How To Analyze Imputed GWAS Data

January 3, 2025 Off By admin

Analyzing imputed GWAS data involves several steps, including quality control (QC), association analysis, and interpretation of results. Below is a step-by-step guide to help you analyze imputed GWAS data using a combination of tools and scripts.

Table of Contents

Step 1: Data Preparation

1.1. Check Data Format

Ensure your data is in the correct format. Imputed GWAS data is often provided as a matrix of allele dosages (e.g., 0, 1, 2 for genotypes, or continuous values for dosages).

1.2. Convert Data to PLINK Format (if necessary)

If your data is not in PLINK format, you can convert it using the following steps:

Using Python to Transpose Data (if needed):

import pandas as pd

# Load the data
data = pd.read_csv("imputed_data.txt", sep="\t")

# Transpose the data
data_transposed = data.transpose()

# Save the transposed data
data_transposed.to_csv("imputed_data_transposed.txt", sep="\t", index=False)

Convert to PLINK Dosage Format:

PLINK can handle dosage data directly. Ensure your dosage file has the following format:

FID IID SNP1 SNP2 SNP3 ...
1   1   0.1  1.8  2.0
1   2   1.0  0.5  1.5
...

Use PLINK to convert the dosage file:

plink --dosage imputed_data_transposed.txt format=1 --fam sample_fam_file.fam --out imputed_data_plink

Step 2: Quality Control (QC)

2.1. Sample QC

Sample Call Rate: Remove samples with low call rates.
========================
▸ Task set
• a. Answer these questions about the imputed GWAS guide:
(i) Which three stages does the guide list as part of analyzing imputed GWAS data?
(ii) In what form is imputed GWAS data often provided?
(iii) Under sample QC, which samples should be removed?
• b. Carry on the imputed GWAS guide from its final sentence about sample call rate.

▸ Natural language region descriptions
========================
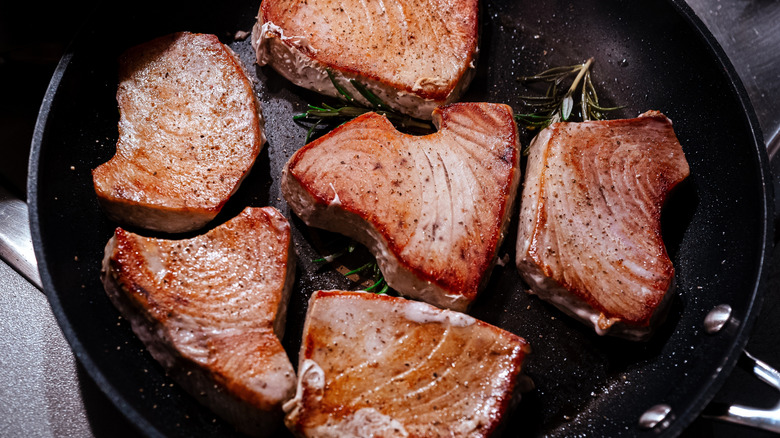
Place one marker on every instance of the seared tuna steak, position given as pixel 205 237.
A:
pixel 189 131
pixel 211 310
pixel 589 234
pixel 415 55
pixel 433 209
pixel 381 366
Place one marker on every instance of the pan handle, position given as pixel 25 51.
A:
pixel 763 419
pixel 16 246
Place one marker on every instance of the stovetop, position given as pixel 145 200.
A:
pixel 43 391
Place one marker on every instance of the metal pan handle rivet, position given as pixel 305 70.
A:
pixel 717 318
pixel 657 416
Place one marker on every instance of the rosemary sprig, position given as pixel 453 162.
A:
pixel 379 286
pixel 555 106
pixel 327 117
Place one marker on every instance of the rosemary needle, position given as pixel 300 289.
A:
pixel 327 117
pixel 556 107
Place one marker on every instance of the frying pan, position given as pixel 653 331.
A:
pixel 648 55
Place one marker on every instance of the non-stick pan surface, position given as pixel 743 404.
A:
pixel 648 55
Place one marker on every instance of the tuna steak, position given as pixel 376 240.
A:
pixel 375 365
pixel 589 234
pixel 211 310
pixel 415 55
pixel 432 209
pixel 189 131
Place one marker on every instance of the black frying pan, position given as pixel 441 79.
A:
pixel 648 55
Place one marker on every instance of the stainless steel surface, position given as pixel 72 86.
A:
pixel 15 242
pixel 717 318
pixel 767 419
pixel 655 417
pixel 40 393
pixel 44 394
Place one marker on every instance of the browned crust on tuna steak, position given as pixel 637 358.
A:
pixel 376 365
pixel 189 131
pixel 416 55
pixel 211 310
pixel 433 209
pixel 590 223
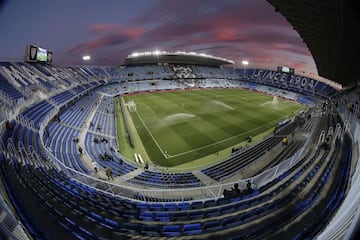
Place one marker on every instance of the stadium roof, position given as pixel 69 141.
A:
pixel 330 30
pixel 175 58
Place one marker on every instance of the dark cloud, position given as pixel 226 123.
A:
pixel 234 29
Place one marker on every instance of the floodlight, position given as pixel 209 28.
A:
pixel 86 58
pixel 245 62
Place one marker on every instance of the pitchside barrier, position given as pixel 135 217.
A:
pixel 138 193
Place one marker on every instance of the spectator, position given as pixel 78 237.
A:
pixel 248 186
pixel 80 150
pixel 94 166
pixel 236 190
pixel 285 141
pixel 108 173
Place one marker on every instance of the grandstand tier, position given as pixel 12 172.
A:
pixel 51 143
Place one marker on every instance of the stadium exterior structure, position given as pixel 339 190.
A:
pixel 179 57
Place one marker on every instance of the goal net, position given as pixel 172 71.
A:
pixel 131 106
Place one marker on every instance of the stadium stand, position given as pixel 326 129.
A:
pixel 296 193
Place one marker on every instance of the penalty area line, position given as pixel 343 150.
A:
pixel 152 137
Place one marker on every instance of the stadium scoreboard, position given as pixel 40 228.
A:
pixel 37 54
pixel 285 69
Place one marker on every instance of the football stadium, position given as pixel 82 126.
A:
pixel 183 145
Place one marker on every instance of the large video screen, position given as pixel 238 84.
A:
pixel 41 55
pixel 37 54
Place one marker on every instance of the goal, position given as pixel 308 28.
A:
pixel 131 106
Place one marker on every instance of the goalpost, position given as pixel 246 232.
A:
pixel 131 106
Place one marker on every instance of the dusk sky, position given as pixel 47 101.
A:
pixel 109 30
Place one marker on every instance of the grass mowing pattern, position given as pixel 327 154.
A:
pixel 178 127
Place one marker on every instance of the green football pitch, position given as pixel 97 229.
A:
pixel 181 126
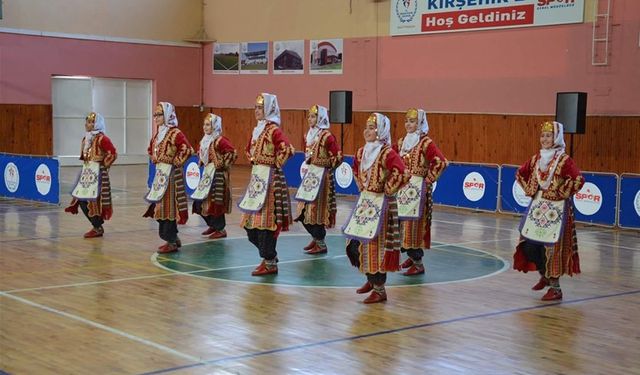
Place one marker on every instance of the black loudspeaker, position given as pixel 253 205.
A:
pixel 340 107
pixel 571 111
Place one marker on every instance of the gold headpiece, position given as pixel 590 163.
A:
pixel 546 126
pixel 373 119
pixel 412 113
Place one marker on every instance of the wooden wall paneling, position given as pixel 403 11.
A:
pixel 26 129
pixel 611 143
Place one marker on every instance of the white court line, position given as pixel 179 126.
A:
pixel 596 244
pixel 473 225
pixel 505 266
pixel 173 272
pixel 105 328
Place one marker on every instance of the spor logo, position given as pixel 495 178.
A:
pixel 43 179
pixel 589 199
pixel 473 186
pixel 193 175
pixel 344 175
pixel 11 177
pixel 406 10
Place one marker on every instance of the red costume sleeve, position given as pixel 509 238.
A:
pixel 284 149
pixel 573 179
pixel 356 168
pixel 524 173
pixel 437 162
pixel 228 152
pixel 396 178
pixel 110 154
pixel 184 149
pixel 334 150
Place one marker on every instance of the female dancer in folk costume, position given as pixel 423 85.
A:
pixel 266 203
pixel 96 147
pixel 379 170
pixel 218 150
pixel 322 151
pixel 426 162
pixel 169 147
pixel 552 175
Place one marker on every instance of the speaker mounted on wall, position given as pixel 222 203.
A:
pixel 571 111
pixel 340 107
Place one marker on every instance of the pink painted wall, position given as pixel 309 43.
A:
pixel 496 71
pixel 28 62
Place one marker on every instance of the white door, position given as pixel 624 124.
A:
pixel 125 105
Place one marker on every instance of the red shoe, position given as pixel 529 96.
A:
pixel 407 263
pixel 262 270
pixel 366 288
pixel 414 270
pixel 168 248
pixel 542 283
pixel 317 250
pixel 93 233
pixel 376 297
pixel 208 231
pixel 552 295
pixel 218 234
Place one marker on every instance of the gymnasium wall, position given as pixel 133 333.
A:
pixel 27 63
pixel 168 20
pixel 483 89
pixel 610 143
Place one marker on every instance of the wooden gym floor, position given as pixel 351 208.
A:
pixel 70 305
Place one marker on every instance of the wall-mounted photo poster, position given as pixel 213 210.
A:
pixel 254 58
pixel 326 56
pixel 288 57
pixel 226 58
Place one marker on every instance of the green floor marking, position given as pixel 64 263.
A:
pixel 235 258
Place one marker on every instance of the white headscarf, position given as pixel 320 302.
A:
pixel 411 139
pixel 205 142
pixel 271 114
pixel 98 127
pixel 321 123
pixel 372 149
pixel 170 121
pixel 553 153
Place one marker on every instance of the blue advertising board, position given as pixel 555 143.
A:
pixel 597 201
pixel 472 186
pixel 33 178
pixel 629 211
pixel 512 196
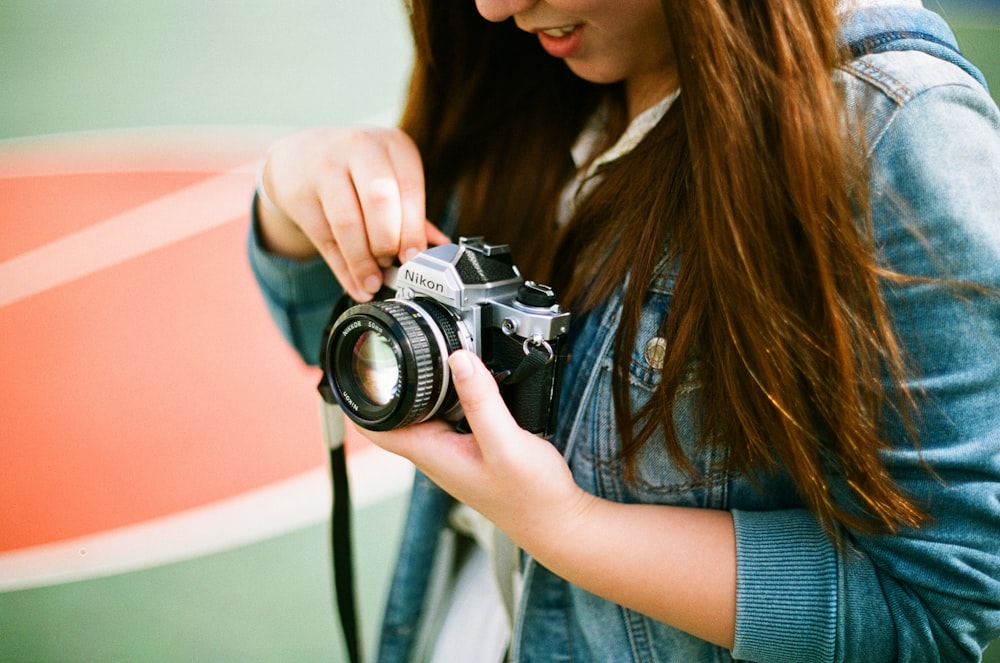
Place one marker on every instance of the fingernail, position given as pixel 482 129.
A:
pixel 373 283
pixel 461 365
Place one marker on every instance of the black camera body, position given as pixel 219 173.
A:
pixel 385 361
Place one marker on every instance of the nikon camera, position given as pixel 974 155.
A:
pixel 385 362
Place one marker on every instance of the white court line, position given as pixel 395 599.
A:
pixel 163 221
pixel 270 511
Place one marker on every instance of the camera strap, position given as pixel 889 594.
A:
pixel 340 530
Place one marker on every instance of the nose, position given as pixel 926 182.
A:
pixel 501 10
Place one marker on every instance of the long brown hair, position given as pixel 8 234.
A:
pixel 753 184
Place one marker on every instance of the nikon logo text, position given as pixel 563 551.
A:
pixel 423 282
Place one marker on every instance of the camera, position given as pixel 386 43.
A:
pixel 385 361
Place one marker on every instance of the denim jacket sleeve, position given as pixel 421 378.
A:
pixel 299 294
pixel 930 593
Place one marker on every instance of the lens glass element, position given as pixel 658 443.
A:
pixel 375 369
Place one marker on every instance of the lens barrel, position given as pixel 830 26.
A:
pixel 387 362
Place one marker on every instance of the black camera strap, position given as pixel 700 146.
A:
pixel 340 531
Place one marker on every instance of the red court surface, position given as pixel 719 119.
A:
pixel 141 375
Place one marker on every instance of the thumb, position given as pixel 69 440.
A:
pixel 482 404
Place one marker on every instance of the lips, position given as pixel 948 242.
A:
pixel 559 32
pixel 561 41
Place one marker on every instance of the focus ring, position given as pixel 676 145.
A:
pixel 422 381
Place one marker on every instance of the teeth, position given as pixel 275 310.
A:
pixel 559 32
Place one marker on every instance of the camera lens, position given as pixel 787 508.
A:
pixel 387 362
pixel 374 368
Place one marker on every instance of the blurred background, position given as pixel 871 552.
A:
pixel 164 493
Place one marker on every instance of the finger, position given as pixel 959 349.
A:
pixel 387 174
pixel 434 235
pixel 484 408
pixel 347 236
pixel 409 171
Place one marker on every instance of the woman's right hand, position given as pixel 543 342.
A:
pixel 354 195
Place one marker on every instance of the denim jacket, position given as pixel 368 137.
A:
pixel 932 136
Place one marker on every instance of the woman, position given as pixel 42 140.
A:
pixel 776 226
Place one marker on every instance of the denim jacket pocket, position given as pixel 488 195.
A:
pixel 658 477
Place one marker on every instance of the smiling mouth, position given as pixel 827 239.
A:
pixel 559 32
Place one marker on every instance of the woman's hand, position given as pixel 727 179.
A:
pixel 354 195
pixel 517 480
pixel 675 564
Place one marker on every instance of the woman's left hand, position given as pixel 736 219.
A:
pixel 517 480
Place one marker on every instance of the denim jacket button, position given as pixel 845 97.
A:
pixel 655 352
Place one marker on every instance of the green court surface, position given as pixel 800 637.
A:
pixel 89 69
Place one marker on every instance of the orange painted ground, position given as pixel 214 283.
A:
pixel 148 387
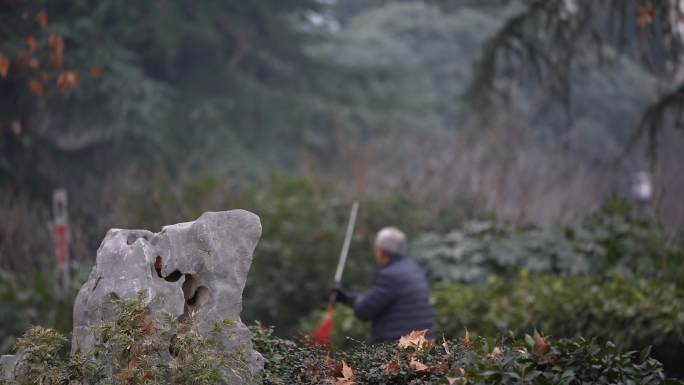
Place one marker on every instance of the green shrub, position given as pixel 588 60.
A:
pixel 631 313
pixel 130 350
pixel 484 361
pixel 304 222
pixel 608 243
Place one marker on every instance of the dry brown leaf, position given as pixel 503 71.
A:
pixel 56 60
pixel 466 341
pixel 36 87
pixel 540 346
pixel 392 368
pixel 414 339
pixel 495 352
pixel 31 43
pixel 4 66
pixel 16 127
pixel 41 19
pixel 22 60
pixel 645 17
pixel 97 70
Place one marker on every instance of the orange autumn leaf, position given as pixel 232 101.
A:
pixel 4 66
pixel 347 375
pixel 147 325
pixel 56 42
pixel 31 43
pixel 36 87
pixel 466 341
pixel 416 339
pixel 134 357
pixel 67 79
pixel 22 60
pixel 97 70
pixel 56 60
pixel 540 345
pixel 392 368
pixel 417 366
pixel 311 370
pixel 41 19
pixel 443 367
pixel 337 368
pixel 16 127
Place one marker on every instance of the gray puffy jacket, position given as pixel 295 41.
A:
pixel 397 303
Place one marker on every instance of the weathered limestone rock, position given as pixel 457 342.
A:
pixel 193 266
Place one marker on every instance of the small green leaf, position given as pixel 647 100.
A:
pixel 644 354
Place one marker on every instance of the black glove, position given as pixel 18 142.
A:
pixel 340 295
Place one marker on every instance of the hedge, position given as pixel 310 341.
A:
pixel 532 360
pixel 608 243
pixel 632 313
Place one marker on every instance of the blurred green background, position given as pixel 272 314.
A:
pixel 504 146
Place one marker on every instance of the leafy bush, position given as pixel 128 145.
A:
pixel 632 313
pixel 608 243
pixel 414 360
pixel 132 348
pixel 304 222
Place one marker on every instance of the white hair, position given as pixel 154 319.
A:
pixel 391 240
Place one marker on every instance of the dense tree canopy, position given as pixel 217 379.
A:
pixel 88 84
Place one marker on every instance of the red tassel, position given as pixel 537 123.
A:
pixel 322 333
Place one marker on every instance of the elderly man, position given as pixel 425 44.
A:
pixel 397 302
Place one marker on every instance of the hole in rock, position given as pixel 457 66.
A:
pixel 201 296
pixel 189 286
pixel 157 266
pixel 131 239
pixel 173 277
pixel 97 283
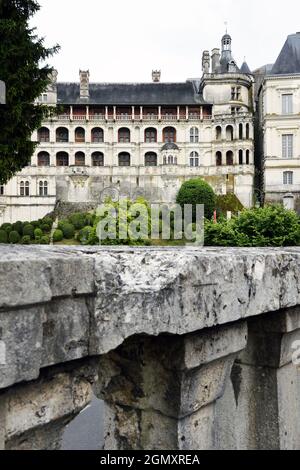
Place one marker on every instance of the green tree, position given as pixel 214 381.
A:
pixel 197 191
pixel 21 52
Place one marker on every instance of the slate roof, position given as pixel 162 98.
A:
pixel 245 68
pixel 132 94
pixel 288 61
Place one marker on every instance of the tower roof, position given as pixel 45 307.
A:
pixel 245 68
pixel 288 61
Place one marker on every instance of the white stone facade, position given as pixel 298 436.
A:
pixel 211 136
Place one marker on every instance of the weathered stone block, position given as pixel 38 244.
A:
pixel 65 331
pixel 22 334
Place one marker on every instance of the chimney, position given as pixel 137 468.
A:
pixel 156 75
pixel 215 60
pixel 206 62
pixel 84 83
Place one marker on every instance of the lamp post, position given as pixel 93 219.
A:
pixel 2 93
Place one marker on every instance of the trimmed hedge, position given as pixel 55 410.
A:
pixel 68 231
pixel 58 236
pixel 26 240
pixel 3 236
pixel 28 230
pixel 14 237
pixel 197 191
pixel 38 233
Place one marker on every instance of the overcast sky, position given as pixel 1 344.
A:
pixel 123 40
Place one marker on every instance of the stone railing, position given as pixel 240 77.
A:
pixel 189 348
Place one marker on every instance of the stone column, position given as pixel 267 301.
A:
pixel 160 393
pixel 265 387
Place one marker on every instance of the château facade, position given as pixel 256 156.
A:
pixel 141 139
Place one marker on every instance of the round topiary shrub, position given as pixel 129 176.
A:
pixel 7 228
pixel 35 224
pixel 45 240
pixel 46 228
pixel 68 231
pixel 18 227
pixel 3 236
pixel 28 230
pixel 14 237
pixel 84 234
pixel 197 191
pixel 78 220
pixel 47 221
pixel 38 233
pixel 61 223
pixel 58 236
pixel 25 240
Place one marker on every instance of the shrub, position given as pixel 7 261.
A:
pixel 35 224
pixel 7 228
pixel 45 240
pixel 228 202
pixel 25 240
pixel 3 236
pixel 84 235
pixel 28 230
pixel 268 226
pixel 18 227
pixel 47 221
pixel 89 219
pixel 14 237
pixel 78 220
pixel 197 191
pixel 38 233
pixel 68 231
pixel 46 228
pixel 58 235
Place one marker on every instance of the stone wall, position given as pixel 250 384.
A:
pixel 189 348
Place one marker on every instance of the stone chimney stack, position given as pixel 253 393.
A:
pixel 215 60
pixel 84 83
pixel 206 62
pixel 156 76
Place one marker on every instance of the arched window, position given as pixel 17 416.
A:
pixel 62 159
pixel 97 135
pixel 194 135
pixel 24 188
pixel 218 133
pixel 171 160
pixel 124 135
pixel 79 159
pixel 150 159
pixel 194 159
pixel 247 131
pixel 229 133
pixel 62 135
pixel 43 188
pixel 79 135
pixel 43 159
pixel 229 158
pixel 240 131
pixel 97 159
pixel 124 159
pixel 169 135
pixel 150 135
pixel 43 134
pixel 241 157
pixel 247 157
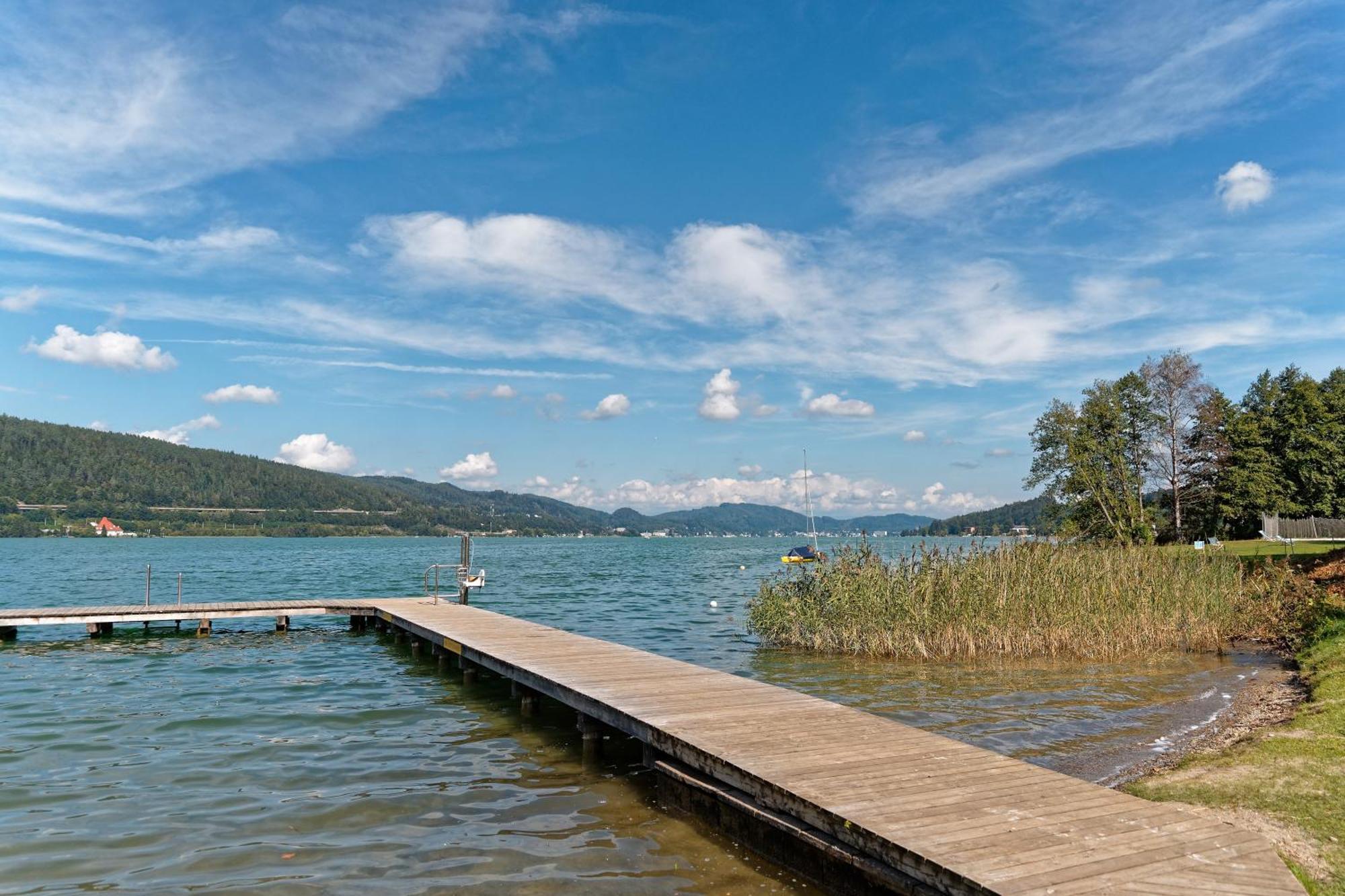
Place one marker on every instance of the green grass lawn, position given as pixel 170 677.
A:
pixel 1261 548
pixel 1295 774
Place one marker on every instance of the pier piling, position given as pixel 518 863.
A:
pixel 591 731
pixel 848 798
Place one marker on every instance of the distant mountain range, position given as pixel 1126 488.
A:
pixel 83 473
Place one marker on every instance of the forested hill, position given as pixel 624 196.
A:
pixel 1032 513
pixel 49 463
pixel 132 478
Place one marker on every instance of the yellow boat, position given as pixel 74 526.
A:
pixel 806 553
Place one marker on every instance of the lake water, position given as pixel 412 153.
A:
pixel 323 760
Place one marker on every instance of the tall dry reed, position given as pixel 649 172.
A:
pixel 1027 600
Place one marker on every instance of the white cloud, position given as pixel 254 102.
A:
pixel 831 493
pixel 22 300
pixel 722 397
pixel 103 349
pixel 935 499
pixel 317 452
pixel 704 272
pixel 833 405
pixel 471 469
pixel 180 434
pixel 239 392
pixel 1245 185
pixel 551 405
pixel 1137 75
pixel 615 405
========================
▸ Answers by item number
• a.
(i) Quality control (QC), association analysis, and interpretation of results.
(ii) As a matrix of allele dosages (0, 1, 2 for genotypes, or continuous values for dosages).
(iii) Samples with low call rates.

• b.
Relatedness: Check for related samples using PLINK.
Population Stratification: Perform PCA to identify population outliers.

PLINK Commands for Sample QC:

# Calculate sample call rates
plink --bfile imputed_data_plink --missing --out sample_call_rate

# Check for relatedness
plink --bfile imputed_data_plink --genome --out relatedness_check

# Perform PCA
plink --bfile imputed_data_plink --pca 10 --out pca_results

2.2. SNP QC

MAF Filtering: Remove SNPs with minor allele frequency (MAF) < 0.01.
Imputation Quality: Filter SNPs based on imputation quality scores (e.g., Rsq > 0.3).

PLINK Commands for SNP QC:

# Filter by MAF
plink --bfile imputed_data_plink --maf 0.01 --make-bed --out imputed_data_maf_filtered

# Filter by imputation quality (assuming you have a file with Rsq values)
plink --bfile imputed_data_maf_filtered --extract high_quality_snps.txt --make-bed --out imputed_data_high_quality

Step 3: Association Analysis

3.1. Run Association Analysis

Use PLINK or other tools like SNPTEST or REGENIE for association analysis.

PLINK Command for Association Analysis:

plink --bfile imputed_data_high_quality --assoc --out association_results

Using SNPTEST for Dosage Data:

snptest -data imputed_data.sample imputed_data.dose -o snptest_results.txt -frequentist 1

3.2. Adjust for Covariates

Include covariates such as age, sex, and principal components (PCs) in your analysis.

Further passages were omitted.